### WHAT IS NEEDED
Collect every line of the rows below that contains the string "eyeglasses", matching case exactly.

### AVAILABLE DATA
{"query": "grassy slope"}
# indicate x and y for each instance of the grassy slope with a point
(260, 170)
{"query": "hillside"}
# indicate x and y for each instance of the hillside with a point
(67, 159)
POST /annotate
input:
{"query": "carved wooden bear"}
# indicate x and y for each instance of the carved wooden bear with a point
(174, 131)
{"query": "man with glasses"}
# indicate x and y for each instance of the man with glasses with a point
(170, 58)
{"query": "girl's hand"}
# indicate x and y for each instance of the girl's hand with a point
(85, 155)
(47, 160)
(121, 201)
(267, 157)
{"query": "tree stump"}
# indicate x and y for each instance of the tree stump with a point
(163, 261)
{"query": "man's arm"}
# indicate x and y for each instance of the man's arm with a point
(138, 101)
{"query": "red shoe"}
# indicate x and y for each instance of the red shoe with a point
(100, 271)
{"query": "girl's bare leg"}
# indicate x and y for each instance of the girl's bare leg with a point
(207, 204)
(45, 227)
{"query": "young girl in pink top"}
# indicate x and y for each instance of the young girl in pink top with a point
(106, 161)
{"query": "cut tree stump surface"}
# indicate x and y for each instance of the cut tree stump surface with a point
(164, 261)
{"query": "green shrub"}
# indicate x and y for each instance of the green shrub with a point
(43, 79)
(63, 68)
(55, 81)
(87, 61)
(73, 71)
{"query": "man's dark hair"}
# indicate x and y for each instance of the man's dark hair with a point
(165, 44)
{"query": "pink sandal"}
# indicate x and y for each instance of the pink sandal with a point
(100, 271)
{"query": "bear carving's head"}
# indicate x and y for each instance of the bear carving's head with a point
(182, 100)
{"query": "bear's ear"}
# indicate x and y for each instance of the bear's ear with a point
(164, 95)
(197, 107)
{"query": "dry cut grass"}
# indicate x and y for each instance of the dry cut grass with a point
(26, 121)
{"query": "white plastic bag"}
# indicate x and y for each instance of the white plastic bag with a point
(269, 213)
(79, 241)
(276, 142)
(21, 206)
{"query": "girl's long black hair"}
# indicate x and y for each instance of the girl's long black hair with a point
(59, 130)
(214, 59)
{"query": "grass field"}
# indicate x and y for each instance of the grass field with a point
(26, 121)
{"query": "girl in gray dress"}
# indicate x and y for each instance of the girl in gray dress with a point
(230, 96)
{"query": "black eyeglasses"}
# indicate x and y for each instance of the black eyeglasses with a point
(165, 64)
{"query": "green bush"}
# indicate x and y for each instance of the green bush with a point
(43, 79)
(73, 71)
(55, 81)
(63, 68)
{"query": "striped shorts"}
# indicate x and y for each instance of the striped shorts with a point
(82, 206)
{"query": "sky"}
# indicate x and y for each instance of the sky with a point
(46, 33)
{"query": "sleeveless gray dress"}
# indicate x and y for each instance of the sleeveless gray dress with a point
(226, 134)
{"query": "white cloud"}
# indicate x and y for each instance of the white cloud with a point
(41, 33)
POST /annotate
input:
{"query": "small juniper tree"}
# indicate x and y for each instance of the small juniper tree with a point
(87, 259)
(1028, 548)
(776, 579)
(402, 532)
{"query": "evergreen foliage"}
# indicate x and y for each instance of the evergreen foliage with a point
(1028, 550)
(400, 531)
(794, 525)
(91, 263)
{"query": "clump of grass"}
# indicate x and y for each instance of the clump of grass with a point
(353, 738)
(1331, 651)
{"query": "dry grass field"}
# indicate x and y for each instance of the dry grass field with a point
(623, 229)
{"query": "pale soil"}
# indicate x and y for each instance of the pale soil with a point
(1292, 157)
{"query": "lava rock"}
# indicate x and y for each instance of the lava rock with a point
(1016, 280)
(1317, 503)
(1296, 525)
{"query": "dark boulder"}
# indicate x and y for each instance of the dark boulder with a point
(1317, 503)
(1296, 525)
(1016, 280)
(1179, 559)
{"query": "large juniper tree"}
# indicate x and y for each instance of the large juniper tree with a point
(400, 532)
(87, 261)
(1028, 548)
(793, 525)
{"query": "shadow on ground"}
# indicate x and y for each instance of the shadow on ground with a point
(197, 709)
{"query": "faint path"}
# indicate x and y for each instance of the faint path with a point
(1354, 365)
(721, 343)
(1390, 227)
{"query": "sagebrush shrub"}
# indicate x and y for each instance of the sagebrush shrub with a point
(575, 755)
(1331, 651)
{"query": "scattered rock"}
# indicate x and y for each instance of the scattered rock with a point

### CORRECT OUTPUT
{"query": "black eyeglasses"}
# indicate x and y for each instance of the black eyeglasses with a point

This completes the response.